**Selected extract**:
January 2010 retrospective

December 2010 often steals the show in conversations and rightly so, it was a historic month where apart from England, it was the coldest of any December known on record going back to the 19th century. This is made ever more exceptional by all the background warming that has been occurring and 2010 globally was a record warm year at the time. December wasn't the only month of 2010 that contained a severe cold spell however, January did also and it was nationally the coldest January since 1985 in Ireland and 1987 in the UK. January 2010 formed as part of the coldest winter since 1978-79 (coldest since 1962-63 in Scotland) with frequently below average temperatures on and off throughout the season whilst January contained the coldest weather. This blog post will be a retrospective on the cold and snowy month of January 2010 and will hopefully bring back some memories!


To give some background context - after the 'Beast from the East' episode in mid-January 1987 which resulted in the coldest UK weather possibly since 1740 in terms of daily maxima, a significant period of winter warming occurred with most winters from 1987-88 onward to be milder than average and containing very little snow events with a few exceptions such as 1990-91, 1995-96 and 2000-01. Winter 2008-09 wasn't anything special overall either but it contained the snowiest weather in southeast England since 1991 in February 2009 and some theorised that it was a heads up from nature that the weather had something different up its sleeve in succeeding winters as compared to the vast majority since 1987. What followed was a series of cold winters from 2009 to 2013 with the exception of 2011-12 which was the "joker in the pack" though still contained a very cold spell for eastern parts of the UK during February 2012. Winter 2009-10 was the coldest of the series and as mentioned was the coldest of any winter since 1978-79 but is overshadowed by the December in the following winter which was the first subzero Central England Temperature (CET) month since February 1986. However, whilst January 2011 was also a largely colder than average month as compared to popular belief, February 2011 was exceptionally mild and the least wintry February since 1998. 2009-10 in comparison had cold weather on and off through all of the meteorological winter months which comprise of December to February with the coldest period by far occurring from mid-December to mid-January and especially through the first 10 days of January which was the coldest 10-day period for many since the mid-80s or 1991.


The year of 2010 started off appropriately so with the UK & Ireland in a cold north to northeasterly flow. Overnight snowfalls in northeast England caused disruption. Snow depths were up to 33cm at Aviemore (Highlands) and 23cm at Redesdale (Northumberland). There were snow showers through the day across the north and northeast of the UK, north and east of Ireland and light flurries across the English Midlands with heavy snow for southwest Wales later on. Frost was widespread and this would be a common theme throughout with localised ice day conditions.

The instability reduced somewhat through the 2nd to 4th as the wind veered more northerly but there were further snow showers at times in the north. There was widespread spells of crisp winter sunshine and severe frost overnight.


By the 5th however, fronts descended southward and a shallow area of low pressure formed within a cold airmass over the UK. Heavy frontal snow occurred in Scotland and northern England through the day with this snow moving down to the Midlands and southern England later on. Parts of Ireland were also affected but the snow here tended to fall more on the 6th, especially in the east. Spadeadam (Cumbria) reported a snow depth of 40cm. Some schools were forced to close in Wales as a result of the snow.

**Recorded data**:
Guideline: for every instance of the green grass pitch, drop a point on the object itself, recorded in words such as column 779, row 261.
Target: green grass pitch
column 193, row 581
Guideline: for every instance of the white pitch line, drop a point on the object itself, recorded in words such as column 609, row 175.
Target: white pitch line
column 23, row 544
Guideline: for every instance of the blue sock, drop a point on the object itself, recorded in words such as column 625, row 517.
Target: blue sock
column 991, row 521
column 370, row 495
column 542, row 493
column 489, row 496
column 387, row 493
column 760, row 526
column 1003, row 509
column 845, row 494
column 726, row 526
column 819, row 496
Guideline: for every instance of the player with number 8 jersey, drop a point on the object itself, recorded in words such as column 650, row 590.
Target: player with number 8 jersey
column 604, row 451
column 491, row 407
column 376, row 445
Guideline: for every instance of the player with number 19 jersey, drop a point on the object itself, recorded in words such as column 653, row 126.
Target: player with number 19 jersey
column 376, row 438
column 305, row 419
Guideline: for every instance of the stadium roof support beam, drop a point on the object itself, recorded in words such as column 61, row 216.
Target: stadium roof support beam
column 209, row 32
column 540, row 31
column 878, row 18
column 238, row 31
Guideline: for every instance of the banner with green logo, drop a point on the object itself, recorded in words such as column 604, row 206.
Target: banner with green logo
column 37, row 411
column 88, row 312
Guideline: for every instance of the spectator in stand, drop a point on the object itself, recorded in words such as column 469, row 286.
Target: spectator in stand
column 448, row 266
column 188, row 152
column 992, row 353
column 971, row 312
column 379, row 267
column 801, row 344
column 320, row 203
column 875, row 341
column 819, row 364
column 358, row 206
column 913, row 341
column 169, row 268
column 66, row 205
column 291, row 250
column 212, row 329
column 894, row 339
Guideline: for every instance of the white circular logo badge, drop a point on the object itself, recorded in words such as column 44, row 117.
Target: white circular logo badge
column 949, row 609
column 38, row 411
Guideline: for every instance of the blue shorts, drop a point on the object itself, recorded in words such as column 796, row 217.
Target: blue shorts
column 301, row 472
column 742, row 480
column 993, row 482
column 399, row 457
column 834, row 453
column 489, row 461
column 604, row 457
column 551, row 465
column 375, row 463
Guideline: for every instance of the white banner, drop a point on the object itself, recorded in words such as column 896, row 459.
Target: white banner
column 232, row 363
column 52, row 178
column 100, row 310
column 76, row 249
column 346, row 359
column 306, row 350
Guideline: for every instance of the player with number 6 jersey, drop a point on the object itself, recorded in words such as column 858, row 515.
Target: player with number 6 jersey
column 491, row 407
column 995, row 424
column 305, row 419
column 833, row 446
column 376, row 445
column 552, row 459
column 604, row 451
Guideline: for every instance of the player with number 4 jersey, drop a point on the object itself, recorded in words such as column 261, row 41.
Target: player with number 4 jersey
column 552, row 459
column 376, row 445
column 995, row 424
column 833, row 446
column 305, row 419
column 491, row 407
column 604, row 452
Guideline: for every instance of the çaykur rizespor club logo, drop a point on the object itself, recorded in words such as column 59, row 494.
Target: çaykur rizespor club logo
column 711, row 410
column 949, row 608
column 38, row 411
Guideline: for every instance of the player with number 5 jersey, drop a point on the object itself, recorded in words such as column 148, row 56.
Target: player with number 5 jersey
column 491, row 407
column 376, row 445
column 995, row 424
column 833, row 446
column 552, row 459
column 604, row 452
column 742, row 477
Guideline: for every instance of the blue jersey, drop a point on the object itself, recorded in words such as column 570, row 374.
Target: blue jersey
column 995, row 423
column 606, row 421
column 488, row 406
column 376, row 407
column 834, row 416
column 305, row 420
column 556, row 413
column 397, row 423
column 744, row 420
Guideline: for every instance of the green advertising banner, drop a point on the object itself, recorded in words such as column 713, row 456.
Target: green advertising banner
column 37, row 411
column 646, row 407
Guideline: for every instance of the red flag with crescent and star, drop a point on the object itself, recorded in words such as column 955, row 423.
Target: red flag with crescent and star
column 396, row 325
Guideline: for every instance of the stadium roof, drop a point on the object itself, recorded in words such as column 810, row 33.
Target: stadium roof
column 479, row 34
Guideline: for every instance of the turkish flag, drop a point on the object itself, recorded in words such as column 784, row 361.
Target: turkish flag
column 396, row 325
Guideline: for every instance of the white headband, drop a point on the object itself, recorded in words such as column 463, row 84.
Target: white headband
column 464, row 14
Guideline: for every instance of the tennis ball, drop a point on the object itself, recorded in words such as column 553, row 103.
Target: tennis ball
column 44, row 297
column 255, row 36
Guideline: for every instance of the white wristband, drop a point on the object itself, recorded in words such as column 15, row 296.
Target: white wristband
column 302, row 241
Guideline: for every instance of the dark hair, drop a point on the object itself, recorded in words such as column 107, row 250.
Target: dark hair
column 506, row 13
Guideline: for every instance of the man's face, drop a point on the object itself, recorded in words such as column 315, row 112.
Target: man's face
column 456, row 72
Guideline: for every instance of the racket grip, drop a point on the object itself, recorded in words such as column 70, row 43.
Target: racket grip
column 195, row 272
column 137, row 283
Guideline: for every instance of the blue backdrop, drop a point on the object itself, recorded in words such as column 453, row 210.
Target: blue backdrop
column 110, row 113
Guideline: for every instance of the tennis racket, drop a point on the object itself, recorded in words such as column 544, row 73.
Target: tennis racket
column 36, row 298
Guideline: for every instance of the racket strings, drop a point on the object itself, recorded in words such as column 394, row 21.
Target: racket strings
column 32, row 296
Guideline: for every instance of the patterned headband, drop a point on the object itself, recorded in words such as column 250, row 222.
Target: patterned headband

**Work to complete**: According to the January 2010 retrospective, what snow depth did Spadeadam (Cumbria) report? Please answer in a few words.

**Written solution**: 40cm.